_TASK ITEM_: Determine how many lines of the listing below hold the string "strip". Reply only with the number.

_MATERIAL SHOWN_:

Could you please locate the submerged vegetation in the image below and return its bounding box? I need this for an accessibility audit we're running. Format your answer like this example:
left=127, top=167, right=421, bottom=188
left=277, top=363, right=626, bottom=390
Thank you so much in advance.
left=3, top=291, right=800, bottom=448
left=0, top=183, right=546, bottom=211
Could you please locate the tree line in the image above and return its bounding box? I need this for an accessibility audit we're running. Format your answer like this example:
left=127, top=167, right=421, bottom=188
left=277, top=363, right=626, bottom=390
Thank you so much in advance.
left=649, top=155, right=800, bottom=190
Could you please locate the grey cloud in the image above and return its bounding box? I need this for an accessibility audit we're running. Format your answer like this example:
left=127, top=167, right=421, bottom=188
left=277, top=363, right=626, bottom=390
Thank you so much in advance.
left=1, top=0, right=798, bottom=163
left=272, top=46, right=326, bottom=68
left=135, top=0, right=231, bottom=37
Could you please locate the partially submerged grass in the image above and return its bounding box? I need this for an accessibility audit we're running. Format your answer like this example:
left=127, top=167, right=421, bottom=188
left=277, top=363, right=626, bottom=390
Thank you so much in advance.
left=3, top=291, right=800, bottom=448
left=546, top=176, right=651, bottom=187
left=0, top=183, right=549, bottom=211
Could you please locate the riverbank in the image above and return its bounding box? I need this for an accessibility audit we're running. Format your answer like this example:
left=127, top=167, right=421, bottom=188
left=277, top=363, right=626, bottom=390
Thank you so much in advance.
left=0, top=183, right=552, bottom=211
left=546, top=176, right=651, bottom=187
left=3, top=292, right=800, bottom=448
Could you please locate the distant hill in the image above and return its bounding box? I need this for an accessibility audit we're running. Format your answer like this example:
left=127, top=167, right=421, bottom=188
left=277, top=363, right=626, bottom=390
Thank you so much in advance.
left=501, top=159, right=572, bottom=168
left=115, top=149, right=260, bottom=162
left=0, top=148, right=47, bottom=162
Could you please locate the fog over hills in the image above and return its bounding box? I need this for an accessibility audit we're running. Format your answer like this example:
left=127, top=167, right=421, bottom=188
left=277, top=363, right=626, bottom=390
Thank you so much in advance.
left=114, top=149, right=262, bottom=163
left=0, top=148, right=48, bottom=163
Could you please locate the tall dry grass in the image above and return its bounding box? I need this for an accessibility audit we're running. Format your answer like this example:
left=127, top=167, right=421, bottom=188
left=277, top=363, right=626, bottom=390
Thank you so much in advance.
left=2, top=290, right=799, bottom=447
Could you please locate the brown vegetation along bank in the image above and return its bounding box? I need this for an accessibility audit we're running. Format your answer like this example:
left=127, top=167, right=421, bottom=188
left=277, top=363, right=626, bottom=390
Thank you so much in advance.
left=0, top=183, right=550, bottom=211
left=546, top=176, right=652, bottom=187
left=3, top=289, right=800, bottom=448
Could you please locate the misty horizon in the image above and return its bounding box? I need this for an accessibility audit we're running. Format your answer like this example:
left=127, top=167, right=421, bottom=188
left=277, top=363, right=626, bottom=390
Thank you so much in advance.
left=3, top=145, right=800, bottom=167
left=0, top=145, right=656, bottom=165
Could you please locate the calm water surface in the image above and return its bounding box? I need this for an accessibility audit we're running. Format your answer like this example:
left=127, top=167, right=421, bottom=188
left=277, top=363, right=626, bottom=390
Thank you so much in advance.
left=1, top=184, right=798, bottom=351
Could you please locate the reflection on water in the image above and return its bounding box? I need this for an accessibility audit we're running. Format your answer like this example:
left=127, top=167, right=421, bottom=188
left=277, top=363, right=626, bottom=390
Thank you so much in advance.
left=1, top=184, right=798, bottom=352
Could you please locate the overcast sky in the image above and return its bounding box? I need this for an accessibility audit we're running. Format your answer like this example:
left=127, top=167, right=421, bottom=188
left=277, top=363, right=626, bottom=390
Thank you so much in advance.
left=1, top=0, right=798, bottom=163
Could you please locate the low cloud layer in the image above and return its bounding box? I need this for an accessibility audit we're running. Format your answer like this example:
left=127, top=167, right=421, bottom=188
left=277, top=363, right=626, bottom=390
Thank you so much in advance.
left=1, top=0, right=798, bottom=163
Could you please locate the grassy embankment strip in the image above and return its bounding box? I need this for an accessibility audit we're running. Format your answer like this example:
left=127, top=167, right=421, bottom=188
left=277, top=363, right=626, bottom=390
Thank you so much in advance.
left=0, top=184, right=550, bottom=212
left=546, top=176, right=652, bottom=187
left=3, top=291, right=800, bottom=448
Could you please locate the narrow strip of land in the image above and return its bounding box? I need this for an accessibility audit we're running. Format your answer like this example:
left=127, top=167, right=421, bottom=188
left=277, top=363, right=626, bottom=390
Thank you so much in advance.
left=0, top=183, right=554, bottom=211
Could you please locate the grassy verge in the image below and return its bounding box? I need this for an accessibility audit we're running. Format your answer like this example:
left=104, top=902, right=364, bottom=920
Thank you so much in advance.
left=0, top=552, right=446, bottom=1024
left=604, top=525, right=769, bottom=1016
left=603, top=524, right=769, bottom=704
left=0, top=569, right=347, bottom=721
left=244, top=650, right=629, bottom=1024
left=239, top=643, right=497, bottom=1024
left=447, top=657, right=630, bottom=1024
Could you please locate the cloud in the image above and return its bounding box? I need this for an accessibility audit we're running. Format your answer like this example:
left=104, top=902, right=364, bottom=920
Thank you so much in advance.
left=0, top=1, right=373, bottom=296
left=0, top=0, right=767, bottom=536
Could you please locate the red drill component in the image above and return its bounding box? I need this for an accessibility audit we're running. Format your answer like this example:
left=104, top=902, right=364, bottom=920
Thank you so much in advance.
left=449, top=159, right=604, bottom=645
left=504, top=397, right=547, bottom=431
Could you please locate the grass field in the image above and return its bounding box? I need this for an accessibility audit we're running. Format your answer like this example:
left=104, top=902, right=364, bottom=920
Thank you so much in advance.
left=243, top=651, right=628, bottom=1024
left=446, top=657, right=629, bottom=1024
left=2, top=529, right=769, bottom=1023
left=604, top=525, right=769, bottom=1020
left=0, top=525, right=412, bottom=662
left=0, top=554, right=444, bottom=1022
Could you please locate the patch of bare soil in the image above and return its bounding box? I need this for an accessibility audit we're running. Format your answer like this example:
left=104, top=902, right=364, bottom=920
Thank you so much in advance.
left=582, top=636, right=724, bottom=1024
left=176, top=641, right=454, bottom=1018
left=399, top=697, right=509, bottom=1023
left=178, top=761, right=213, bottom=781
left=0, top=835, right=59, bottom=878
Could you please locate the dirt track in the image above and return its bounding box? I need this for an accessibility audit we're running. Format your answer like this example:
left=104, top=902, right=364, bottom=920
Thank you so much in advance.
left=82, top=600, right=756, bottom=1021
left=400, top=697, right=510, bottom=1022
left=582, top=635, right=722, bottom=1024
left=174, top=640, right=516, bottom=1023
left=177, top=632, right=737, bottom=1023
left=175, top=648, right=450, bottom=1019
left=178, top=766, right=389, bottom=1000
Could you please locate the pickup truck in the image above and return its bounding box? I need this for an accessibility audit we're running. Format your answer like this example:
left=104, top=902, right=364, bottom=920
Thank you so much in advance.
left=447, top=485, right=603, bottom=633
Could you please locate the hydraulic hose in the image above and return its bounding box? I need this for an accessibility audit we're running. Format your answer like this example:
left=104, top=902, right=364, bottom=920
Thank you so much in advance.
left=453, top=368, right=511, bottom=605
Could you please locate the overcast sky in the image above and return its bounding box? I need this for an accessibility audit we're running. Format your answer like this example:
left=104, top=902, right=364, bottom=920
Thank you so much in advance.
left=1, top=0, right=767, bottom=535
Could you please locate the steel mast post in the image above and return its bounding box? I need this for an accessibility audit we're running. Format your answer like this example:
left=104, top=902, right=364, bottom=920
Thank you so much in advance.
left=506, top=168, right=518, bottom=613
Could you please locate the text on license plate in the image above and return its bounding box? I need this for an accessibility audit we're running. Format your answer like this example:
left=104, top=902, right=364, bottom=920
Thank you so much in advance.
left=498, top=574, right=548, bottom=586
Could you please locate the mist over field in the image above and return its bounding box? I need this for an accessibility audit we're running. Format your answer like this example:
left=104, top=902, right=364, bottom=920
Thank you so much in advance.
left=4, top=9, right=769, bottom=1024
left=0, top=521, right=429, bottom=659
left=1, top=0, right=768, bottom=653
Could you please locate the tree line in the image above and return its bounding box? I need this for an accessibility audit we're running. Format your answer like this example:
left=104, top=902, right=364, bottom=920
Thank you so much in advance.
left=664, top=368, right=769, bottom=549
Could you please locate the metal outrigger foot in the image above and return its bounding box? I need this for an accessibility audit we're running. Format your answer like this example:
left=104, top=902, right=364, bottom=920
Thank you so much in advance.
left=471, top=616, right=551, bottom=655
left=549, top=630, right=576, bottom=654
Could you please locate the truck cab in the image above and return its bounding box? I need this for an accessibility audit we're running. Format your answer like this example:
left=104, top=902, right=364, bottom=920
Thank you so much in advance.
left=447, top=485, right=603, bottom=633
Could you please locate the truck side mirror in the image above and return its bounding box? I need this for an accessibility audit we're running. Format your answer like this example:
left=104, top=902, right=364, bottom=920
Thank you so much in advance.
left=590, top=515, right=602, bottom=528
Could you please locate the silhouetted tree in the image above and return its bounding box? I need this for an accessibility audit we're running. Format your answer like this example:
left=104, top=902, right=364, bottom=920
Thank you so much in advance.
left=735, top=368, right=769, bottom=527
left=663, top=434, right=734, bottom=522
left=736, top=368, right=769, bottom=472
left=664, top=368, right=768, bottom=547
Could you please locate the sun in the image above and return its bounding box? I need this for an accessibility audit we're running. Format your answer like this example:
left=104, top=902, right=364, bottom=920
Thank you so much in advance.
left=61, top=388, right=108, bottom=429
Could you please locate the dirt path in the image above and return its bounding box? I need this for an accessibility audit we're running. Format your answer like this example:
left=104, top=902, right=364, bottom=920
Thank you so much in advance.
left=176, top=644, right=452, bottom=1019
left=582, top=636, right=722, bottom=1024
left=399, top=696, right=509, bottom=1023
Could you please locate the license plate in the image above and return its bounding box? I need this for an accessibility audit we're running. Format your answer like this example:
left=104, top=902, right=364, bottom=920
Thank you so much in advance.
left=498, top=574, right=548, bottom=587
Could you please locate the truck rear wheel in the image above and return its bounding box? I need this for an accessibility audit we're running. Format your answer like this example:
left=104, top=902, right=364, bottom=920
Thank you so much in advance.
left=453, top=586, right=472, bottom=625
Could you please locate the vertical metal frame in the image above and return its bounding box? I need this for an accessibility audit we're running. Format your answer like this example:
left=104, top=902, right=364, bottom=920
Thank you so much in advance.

_TASK RESPONSE_: 2